▶ [EXERCISE OBJECTIVE] Omit the pictures and output exactly the lines from the start of the entries through the line containing "Target: eyebrow".

'''

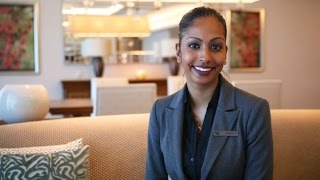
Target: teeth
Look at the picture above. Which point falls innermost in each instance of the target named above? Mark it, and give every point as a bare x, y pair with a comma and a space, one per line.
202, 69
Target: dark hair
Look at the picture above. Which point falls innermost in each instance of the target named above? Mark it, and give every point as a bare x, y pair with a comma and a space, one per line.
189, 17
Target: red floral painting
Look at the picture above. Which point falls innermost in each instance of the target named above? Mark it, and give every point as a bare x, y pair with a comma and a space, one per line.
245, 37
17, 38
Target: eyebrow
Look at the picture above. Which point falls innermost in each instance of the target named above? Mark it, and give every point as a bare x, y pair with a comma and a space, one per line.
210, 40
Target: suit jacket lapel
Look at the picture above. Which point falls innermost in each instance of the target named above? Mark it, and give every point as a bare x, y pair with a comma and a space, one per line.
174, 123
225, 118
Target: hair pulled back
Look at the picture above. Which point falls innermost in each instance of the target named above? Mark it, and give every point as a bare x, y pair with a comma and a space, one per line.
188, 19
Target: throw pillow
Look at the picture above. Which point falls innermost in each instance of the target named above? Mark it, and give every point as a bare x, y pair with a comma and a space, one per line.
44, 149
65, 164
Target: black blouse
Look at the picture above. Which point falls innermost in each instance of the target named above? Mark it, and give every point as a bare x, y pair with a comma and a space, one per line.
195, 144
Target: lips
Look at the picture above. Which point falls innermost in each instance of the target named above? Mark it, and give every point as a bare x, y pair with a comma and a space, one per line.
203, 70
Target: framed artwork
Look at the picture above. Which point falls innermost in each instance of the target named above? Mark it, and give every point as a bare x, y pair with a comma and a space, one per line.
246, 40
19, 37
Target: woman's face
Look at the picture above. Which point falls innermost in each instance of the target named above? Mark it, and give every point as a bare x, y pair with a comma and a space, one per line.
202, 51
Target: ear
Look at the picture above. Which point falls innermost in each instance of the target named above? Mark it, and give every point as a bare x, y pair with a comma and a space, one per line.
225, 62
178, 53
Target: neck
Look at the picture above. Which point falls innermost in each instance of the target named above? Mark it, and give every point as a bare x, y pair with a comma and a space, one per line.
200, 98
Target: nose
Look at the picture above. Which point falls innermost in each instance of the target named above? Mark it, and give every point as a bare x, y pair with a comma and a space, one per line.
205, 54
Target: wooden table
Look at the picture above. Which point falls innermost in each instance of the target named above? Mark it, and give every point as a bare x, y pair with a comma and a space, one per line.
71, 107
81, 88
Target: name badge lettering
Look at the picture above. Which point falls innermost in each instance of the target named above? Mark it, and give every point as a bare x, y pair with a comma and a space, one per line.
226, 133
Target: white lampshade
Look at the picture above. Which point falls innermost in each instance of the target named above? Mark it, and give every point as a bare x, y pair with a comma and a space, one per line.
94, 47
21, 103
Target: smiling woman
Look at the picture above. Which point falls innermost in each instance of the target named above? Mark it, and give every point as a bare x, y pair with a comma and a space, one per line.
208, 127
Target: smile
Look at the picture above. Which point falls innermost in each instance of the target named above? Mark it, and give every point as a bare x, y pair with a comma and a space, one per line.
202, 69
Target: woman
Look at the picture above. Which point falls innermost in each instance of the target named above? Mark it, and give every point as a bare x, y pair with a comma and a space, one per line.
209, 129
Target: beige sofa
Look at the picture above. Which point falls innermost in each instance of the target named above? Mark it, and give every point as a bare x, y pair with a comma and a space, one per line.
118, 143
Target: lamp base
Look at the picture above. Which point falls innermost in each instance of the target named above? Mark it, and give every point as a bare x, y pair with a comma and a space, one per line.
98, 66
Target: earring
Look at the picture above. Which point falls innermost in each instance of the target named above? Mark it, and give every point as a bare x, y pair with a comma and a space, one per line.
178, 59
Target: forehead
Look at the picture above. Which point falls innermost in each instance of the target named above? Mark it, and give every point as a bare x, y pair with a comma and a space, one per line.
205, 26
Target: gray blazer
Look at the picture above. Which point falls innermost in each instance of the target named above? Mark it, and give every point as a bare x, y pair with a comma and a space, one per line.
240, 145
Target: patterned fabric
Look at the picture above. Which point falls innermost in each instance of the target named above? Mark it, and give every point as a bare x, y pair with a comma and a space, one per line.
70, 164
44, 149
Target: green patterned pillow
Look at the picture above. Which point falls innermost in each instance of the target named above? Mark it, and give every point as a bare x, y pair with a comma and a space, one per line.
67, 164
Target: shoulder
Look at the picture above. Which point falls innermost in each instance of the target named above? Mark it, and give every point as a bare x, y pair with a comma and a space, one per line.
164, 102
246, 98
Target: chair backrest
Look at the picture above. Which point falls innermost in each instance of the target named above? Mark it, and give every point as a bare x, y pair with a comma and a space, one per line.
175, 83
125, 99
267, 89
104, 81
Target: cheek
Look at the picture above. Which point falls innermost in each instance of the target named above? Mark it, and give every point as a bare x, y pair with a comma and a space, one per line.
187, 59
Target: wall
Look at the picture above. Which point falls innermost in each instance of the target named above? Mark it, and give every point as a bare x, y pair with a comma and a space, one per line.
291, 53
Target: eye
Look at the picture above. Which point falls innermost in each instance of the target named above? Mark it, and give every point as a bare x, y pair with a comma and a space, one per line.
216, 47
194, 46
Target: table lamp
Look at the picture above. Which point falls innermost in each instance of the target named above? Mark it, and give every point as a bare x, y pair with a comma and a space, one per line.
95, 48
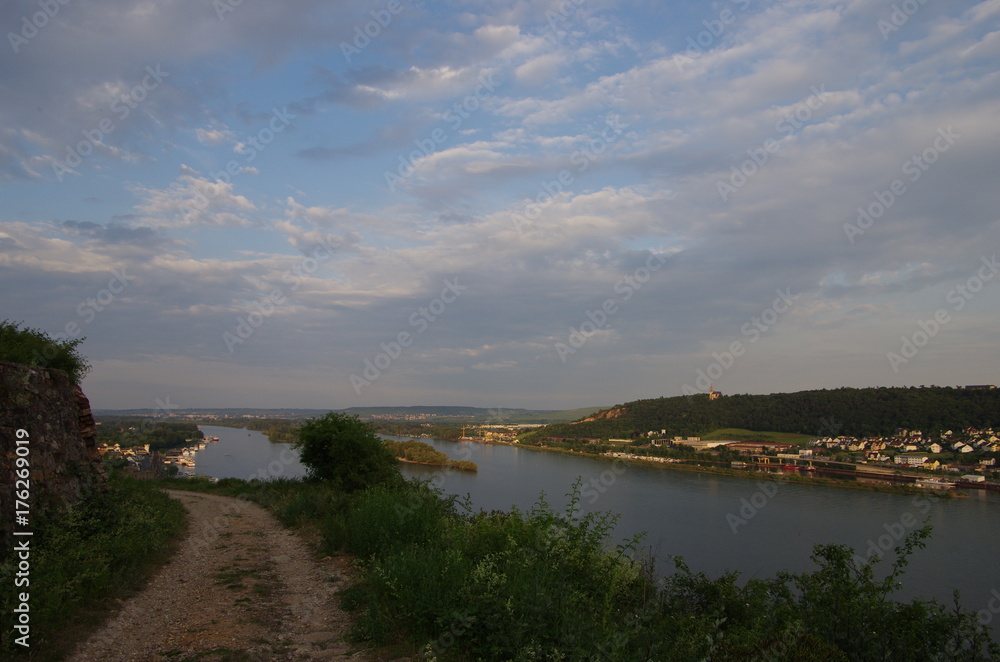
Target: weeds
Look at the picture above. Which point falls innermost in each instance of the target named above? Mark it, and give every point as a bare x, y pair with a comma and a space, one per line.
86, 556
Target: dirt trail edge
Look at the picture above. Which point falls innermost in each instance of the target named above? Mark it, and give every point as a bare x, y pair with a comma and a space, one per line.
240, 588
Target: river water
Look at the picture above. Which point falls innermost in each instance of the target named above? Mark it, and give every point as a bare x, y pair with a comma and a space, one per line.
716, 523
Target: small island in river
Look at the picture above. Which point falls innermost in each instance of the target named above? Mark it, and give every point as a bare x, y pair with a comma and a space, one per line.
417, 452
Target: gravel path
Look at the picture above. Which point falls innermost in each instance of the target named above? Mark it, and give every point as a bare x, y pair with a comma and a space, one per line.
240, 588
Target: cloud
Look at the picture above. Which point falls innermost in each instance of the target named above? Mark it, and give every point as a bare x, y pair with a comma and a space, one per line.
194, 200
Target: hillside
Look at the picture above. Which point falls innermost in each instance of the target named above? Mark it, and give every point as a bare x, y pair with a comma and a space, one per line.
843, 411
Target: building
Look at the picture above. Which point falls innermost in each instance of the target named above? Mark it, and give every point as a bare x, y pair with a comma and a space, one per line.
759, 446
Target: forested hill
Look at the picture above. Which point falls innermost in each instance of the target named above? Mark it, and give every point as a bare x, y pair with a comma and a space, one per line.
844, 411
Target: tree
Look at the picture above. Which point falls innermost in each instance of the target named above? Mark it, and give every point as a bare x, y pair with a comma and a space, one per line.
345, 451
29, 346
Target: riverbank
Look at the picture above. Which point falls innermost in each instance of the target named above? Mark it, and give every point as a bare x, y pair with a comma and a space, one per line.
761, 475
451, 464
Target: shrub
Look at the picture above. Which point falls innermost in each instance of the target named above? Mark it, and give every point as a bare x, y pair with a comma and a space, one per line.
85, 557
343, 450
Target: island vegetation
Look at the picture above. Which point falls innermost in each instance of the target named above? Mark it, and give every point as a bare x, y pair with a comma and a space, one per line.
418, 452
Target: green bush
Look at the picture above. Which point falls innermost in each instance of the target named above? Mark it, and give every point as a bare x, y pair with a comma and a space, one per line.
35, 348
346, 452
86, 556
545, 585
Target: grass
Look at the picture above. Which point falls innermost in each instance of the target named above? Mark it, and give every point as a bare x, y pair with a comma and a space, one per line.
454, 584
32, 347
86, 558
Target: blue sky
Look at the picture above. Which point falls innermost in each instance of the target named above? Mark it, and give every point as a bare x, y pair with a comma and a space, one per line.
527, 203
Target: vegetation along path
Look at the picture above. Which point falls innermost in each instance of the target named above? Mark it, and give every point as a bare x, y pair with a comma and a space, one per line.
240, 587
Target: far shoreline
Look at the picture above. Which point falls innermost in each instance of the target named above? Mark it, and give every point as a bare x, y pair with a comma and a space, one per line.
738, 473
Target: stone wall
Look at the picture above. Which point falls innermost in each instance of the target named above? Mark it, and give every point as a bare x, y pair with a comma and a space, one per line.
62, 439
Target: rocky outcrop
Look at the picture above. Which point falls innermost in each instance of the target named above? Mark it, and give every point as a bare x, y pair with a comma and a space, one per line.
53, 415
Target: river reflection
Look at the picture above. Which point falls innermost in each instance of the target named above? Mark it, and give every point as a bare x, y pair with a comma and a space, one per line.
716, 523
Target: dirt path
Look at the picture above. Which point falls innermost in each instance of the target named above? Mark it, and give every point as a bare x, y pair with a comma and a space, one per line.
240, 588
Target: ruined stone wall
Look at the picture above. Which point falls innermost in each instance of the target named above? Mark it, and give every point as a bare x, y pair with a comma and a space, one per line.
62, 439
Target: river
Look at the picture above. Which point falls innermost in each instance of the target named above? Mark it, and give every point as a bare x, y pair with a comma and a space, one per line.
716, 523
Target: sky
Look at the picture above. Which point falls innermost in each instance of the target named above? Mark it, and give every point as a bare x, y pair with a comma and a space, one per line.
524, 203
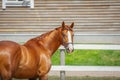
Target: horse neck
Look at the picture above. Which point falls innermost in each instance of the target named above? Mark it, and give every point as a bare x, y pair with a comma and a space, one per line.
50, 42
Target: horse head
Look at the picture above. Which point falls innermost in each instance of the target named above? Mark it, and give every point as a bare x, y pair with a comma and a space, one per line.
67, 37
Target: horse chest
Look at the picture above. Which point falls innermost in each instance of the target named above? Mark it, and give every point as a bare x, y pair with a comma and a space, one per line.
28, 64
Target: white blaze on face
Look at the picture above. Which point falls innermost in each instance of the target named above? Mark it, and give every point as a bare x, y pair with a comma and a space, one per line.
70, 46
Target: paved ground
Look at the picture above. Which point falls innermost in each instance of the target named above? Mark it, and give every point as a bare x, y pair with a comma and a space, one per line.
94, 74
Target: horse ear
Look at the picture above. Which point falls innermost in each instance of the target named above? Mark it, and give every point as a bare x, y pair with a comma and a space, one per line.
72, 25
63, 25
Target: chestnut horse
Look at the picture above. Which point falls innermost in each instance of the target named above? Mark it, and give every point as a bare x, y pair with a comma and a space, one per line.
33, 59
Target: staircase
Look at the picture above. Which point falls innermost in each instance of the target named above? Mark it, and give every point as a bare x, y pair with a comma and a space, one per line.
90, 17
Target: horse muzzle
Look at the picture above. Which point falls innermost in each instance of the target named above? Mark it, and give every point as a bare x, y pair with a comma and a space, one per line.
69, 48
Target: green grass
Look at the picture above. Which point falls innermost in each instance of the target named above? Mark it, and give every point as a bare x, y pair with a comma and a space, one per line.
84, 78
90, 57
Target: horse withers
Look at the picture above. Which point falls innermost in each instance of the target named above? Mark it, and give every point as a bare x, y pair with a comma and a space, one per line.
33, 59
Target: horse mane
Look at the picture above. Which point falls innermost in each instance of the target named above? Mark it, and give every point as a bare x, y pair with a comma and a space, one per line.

'''

▶ [REPLY]
Target: teeth
Look at the picture above. Which point falls innermost in each instance of the target named above? Mark it, and give every point as a bare x, y pair with a comma and a space, one per line.
202, 69
Target: dark hair
Look at the picture above. Which point falls innermost in each instance of the target named above? Mark it, and give every point as a bare x, y pair with a comma and a space, one per line.
189, 17
Target: red floral painting
Look at the picture above. Which point falls innermost in each instance of the target named above? Mark it, and give every point as a bare x, y pair with a comma and a space, one per line.
245, 37
17, 38
Target: eyebrow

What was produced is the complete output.